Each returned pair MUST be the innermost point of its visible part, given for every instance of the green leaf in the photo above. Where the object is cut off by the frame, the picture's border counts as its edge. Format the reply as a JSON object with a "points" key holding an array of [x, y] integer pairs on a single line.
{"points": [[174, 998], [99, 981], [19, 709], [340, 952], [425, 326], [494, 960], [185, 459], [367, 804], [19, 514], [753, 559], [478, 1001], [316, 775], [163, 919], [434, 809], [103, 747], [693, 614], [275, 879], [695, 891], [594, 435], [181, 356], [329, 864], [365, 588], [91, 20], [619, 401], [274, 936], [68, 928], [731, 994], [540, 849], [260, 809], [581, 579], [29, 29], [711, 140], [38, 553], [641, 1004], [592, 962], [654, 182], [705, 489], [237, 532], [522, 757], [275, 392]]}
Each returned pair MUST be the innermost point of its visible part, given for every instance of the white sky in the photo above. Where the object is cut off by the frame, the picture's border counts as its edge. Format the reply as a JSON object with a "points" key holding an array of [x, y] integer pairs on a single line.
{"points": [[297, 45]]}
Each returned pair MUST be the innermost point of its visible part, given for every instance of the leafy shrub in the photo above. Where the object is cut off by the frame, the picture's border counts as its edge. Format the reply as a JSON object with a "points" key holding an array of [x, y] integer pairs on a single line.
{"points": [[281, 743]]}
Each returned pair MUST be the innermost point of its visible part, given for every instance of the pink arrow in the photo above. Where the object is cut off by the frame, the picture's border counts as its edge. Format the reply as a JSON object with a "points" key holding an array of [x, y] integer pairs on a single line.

**WRITTEN EXERCISE**
Copy out all of the material above verbatim, keeping every line in its original order.

**EXERCISE OUTPUT**
Each returned pair MUST be the innermost point of its visible part, given for every instance of the green leaf in the photo above. Where the object is cut off by the frame, the picture's border counts as its edge. Format the reply as a JSON object with a "points" key holding an array of [x, y] integer pairs on a single line.
{"points": [[174, 998], [99, 981], [19, 709], [340, 952], [425, 326], [494, 960], [185, 459], [367, 804], [19, 514], [753, 559], [478, 1001], [316, 775], [163, 919], [434, 809], [103, 747], [693, 614], [275, 879], [695, 891], [594, 435], [181, 356], [329, 864], [365, 588], [91, 20], [619, 401], [274, 936], [68, 928], [731, 994], [540, 849], [260, 809], [581, 579], [29, 29], [711, 140], [38, 553], [641, 1004], [592, 962], [654, 182], [705, 489], [237, 532], [522, 757], [275, 392]]}
Each returned pair MUST be the innermost point of its visible part, given for every instance of the white sky in the photo above. Where the object is cut off by the frame, the picture's border counts as its edge. Format the reply as a JSON object with a "points" key holding an array of [x, y] integer pairs on a single line.
{"points": [[297, 45]]}
Each returned pair MUST be the innermost point of its visible part, given for every instance of the leafy shrub in the photo above. Where the object is cut off by the frame, the picture's border counts as its edge. Format the reply as a JSON object with a "points" key holding an array of [x, y] integer pairs on a single line.
{"points": [[281, 743]]}
Each returned pair MUST be the innermost point of its visible part, given for every instance of the pink arrow in the photo above. Where the object is cut off by the frame, the picture's border counts as its edge. Format the reply as a JSON object with a "points" key holding an array of [x, y] integer pairs on a single line.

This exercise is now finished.